◆ Instructions to follow
Without omitting anything, retype the data that follows.

(Dataset entries)

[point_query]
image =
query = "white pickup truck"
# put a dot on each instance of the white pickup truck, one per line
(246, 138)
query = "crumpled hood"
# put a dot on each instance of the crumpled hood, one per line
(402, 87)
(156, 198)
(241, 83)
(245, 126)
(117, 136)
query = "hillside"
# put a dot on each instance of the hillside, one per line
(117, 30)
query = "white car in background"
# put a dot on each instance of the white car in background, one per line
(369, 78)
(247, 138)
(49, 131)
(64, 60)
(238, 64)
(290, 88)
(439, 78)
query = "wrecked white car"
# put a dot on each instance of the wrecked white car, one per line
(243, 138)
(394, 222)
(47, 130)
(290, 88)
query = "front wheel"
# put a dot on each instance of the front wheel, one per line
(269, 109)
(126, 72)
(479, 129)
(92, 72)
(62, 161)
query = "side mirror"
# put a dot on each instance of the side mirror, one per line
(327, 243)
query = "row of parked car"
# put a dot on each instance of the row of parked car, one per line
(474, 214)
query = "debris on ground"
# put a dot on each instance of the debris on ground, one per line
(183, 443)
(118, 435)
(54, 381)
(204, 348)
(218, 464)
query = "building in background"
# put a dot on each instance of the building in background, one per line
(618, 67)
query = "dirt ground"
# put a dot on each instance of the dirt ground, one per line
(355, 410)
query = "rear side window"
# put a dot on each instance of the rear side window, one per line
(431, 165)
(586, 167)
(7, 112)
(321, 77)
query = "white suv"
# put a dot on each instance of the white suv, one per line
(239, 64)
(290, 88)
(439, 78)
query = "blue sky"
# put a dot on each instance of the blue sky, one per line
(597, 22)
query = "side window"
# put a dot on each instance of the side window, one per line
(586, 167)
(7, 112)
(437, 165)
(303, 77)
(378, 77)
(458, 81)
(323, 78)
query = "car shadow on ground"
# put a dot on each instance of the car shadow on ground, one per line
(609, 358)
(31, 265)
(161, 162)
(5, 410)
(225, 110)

◆ Completed exercise
[point_query]
image =
query = "white pickup truck"
# put a dot on each instance of the white pickup truck, one per line
(246, 138)
query = "crumpled hood"
# put a dot on each instance of the crumpled hood, one per line
(402, 87)
(156, 198)
(241, 83)
(245, 126)
(117, 136)
query = "hillside"
# put a dot on each instance of the hillside, one per line
(117, 30)
query = "white car in background"
# put a dot on each instance of the white car in background, one per line
(369, 78)
(247, 138)
(49, 131)
(64, 60)
(238, 64)
(290, 88)
(439, 78)
query = "wrecked white car"
# put a dot on each instance of the wrecked white car, one per line
(243, 138)
(394, 222)
(47, 130)
(290, 88)
query = "front wheel"
# put a dot on each instance of the front wheel, one per line
(269, 109)
(126, 72)
(479, 129)
(92, 72)
(62, 161)
query = "side mirror"
# put a dot on each instance of the side mirror, one per line
(327, 243)
query = "row of parked car"
# put a dot on each instance of the row of parked car, one per line
(474, 214)
query = "debris on ground"
# put a dot on each instance of the debris on ground, one per line
(183, 443)
(118, 435)
(54, 381)
(204, 348)
(218, 464)
query = "building in background"
# put a dot on each instance of the building in background, one per line
(618, 67)
query = "dirt ground"
# put a dot on each instance of the dirt ground, one per line
(355, 410)
query = "rear side window"
# put a dot on each instance of the rear side window, one per line
(431, 165)
(586, 167)
(7, 112)
(321, 77)
query = "white suv"
# put a dot on each instance of the white suv, one per line
(239, 64)
(290, 88)
(439, 78)
query = "blue sky"
# put a dot on each instance of the blue sky, one per line
(597, 22)
query = "side window"
# put a dot on each instance of the side window, one per line
(586, 167)
(7, 112)
(437, 165)
(303, 77)
(378, 77)
(458, 81)
(323, 78)
query = "car shadow on ground"
# put a dot on each instance of the car shadow on ground, one per line
(609, 358)
(31, 265)
(161, 162)
(5, 410)
(225, 110)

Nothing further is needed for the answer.